Stored items
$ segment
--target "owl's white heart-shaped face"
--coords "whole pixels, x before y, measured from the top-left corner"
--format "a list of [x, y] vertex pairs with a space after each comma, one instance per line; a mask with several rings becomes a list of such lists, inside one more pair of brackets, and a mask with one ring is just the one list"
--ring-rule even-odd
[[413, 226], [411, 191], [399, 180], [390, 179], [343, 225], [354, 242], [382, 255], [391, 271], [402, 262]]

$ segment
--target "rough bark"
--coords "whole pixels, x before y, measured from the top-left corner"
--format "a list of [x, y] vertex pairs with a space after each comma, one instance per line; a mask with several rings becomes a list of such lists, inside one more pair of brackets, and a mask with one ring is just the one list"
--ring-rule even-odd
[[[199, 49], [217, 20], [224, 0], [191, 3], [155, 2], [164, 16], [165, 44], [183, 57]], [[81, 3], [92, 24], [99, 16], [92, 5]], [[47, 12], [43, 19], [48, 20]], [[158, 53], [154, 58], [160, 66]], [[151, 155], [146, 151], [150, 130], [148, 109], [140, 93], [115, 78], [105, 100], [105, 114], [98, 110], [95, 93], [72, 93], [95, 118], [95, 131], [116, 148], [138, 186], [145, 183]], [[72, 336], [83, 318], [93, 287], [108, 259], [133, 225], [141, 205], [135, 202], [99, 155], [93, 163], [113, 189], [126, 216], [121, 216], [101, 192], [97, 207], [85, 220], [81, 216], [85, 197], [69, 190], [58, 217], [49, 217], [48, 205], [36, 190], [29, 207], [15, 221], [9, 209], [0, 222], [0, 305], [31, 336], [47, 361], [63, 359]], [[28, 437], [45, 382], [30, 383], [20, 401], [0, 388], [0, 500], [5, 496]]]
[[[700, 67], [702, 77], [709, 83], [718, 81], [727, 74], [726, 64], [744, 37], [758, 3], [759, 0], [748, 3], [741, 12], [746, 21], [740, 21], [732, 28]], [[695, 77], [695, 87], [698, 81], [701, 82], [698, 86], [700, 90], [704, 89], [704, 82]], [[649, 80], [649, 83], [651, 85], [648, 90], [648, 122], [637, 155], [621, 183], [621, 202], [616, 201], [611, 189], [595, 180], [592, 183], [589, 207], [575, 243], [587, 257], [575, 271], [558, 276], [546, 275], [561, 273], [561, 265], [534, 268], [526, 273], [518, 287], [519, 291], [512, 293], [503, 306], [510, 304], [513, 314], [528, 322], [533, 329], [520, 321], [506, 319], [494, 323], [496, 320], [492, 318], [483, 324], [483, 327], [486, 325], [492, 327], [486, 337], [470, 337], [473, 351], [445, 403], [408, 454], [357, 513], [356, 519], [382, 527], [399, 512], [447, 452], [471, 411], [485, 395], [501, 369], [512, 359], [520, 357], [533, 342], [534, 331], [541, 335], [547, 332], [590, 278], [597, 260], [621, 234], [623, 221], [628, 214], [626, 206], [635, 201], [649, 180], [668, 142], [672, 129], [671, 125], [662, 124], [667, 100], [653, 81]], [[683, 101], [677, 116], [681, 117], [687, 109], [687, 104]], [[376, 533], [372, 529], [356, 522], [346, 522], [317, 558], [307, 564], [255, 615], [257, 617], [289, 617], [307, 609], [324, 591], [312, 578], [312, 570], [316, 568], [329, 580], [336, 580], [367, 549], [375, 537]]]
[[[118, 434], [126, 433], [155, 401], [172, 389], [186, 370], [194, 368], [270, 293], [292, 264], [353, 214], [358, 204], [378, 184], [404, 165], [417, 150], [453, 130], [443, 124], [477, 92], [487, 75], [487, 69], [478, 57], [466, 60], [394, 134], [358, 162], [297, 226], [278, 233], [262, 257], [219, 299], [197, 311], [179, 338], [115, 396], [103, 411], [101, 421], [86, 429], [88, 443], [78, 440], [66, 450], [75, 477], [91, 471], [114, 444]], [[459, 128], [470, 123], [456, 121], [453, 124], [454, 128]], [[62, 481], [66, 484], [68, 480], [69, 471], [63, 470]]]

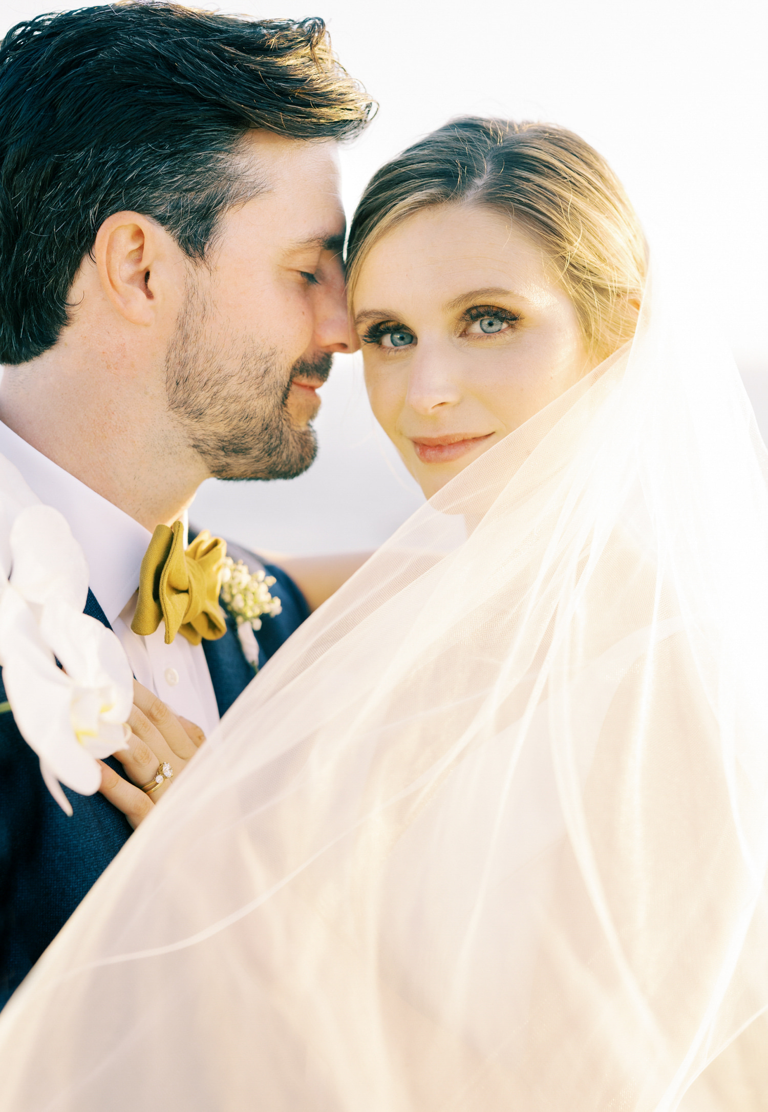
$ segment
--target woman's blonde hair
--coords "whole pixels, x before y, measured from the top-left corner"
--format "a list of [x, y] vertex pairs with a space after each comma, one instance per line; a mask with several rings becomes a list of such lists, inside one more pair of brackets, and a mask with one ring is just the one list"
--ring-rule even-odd
[[555, 264], [591, 353], [605, 358], [632, 336], [642, 229], [605, 159], [552, 123], [466, 117], [382, 166], [350, 228], [350, 297], [376, 242], [415, 212], [451, 203], [487, 205], [525, 226]]

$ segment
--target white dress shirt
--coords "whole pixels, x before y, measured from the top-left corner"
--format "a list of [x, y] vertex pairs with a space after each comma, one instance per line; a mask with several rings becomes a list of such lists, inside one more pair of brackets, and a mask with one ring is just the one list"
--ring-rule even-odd
[[151, 534], [2, 423], [0, 453], [18, 468], [40, 502], [66, 517], [86, 554], [90, 588], [120, 638], [136, 678], [177, 714], [210, 734], [219, 712], [202, 645], [190, 645], [181, 634], [166, 645], [162, 623], [149, 637], [131, 629], [139, 569]]

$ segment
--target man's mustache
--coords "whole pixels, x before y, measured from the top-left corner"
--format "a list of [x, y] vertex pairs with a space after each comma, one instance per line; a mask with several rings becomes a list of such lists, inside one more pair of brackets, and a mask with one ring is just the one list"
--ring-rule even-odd
[[332, 361], [333, 356], [329, 354], [319, 356], [312, 363], [309, 359], [297, 359], [291, 370], [291, 383], [296, 378], [319, 378], [321, 383], [325, 383], [331, 373]]

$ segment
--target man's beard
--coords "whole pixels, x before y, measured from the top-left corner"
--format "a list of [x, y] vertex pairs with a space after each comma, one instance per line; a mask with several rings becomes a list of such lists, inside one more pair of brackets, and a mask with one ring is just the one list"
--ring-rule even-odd
[[313, 461], [317, 438], [309, 425], [291, 420], [287, 409], [291, 381], [325, 381], [331, 356], [289, 365], [277, 351], [243, 338], [238, 357], [233, 341], [227, 350], [225, 344], [207, 340], [207, 309], [205, 299], [190, 290], [168, 345], [166, 389], [171, 413], [217, 478], [296, 478]]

▸ Work instructions
Copy out every stored item above verbatim, leaving out the pictures.

▸ Worked answer
$ segment
--target "owl's white heart-shaped face"
--coords "whole pixels, x before y, measured from the top-left corner"
--format "a list of [x, y] vertex pairs with a space after each comma, one instance per line; a mask with several rings becomes a list of such lists, inside one more pair of brackets, and a mask with one ring is just the one list"
--ring-rule even-odd
[[413, 226], [411, 191], [399, 180], [390, 179], [343, 225], [354, 242], [382, 255], [391, 271], [402, 262]]

$ segment
--target "rough bark"
--coords "whole pixels, x before y, measured from the top-left corner"
--format "a list of [x, y] vertex pairs with a space after each comma, one instance per line; a mask with several rings becomes a list of such lists, inside one more pair of brackets, and a mask with one ring is just the one list"
--ring-rule even-odd
[[[199, 49], [217, 20], [224, 0], [191, 3], [155, 2], [164, 16], [165, 44], [183, 57]], [[81, 3], [92, 24], [99, 16], [92, 5]], [[47, 12], [43, 19], [48, 20]], [[158, 53], [154, 58], [160, 66]], [[151, 155], [146, 151], [150, 130], [148, 109], [140, 93], [115, 78], [105, 100], [105, 114], [98, 110], [95, 93], [72, 93], [95, 118], [95, 131], [116, 148], [138, 186], [145, 183]], [[72, 336], [83, 318], [93, 287], [108, 259], [133, 225], [141, 205], [135, 202], [99, 155], [93, 163], [113, 189], [126, 216], [121, 216], [101, 192], [97, 207], [85, 220], [81, 216], [85, 197], [69, 190], [58, 217], [49, 217], [48, 205], [36, 190], [29, 207], [15, 221], [9, 209], [0, 222], [0, 305], [31, 336], [47, 361], [63, 359]], [[28, 437], [45, 382], [30, 383], [20, 401], [0, 388], [0, 500], [5, 496]]]
[[[700, 67], [702, 77], [709, 83], [718, 81], [727, 74], [726, 64], [744, 37], [758, 3], [759, 0], [748, 3], [741, 12], [746, 21], [740, 21], [732, 28]], [[695, 77], [695, 87], [698, 81], [701, 82], [698, 86], [700, 90], [704, 89], [704, 82]], [[649, 80], [649, 83], [651, 85], [648, 90], [648, 122], [637, 155], [621, 183], [621, 202], [616, 201], [611, 189], [595, 180], [592, 183], [589, 207], [575, 243], [587, 257], [575, 271], [558, 276], [546, 275], [561, 273], [561, 265], [534, 268], [526, 273], [518, 287], [519, 291], [512, 293], [503, 306], [510, 304], [513, 314], [528, 322], [533, 329], [520, 321], [506, 319], [494, 323], [496, 320], [492, 318], [483, 324], [483, 327], [486, 325], [492, 327], [486, 337], [470, 337], [473, 351], [445, 403], [408, 454], [357, 513], [356, 519], [382, 527], [399, 512], [447, 452], [471, 411], [485, 395], [501, 369], [512, 359], [520, 357], [533, 342], [534, 331], [541, 335], [547, 332], [590, 278], [597, 260], [621, 234], [623, 221], [628, 214], [626, 206], [635, 201], [649, 180], [668, 142], [672, 129], [671, 125], [662, 124], [667, 100], [653, 81]], [[683, 101], [677, 116], [681, 117], [687, 109], [687, 104]], [[376, 533], [372, 529], [356, 522], [346, 522], [317, 558], [307, 564], [255, 615], [257, 617], [289, 617], [307, 609], [324, 591], [312, 578], [312, 570], [316, 568], [329, 580], [336, 580], [367, 549], [375, 537]]]
[[[118, 434], [126, 433], [155, 401], [172, 389], [186, 370], [194, 368], [270, 293], [292, 264], [353, 214], [358, 204], [378, 184], [404, 165], [417, 150], [453, 130], [443, 124], [477, 92], [487, 75], [487, 69], [478, 57], [466, 60], [394, 134], [358, 162], [297, 226], [278, 233], [262, 257], [219, 299], [197, 311], [179, 338], [115, 396], [103, 411], [101, 421], [86, 429], [88, 443], [78, 440], [66, 450], [75, 477], [91, 471], [114, 444]], [[459, 128], [470, 123], [456, 121], [453, 124], [454, 128]], [[62, 481], [66, 484], [68, 480], [69, 471], [63, 470]]]

$ segment
--target woman's blonde hair
--coords "whole pixels, x before y, measured from the top-left corner"
--format "a list of [x, y] vertex pairs with a space after each comma, one instance per line; a mask with several rings becomes a list of such lists, inside one more pair of brackets, and a mask with one ring is just the one list"
--ring-rule even-odd
[[555, 264], [591, 353], [605, 358], [632, 336], [642, 229], [605, 159], [552, 123], [466, 117], [382, 166], [350, 228], [350, 297], [376, 242], [415, 212], [451, 203], [487, 205], [525, 226]]

$ segment
--target white dress shirt
--coords "whole pixels, x before y, measured from the top-left corner"
--format "a list of [x, y] vertex pairs with a space after each comma, one instance per line; a mask with several rings becomes a list of such lists, inside one more pair of brackets, and a mask with one ring is just the one list"
--ring-rule even-odd
[[151, 534], [2, 423], [0, 453], [18, 468], [40, 502], [66, 517], [86, 554], [90, 588], [120, 638], [136, 678], [177, 714], [210, 734], [219, 712], [202, 645], [190, 645], [181, 634], [166, 645], [162, 623], [149, 637], [131, 629], [139, 569]]

$ segment
--target man's mustache
--coords "whole pixels, x before y, measured from the top-left corner"
--format "a list of [x, y] vertex pairs with a space after each comma, one instance per line; a mask with several rings becomes a list of such lists, inside one more pair of brackets, and a mask with one ring is just the one list"
--ring-rule even-odd
[[332, 361], [333, 356], [329, 354], [319, 356], [312, 363], [309, 359], [297, 359], [291, 370], [291, 383], [296, 378], [319, 378], [321, 383], [325, 383], [331, 373]]

$ segment
--target man's beard
--coords "whole pixels, x before y, measured from the top-left corner"
--format "a list of [x, y] vertex pairs with a space after each comma, one instance per line; a mask with several rings becomes a list of such lists, inside one more pair of brackets, and a mask with one ring is just the one list"
--ring-rule even-odd
[[313, 461], [317, 438], [309, 425], [291, 420], [287, 409], [291, 381], [325, 381], [331, 356], [289, 365], [277, 351], [243, 338], [238, 357], [233, 341], [227, 350], [225, 344], [207, 340], [207, 309], [205, 299], [190, 290], [168, 345], [166, 389], [171, 413], [217, 478], [296, 478]]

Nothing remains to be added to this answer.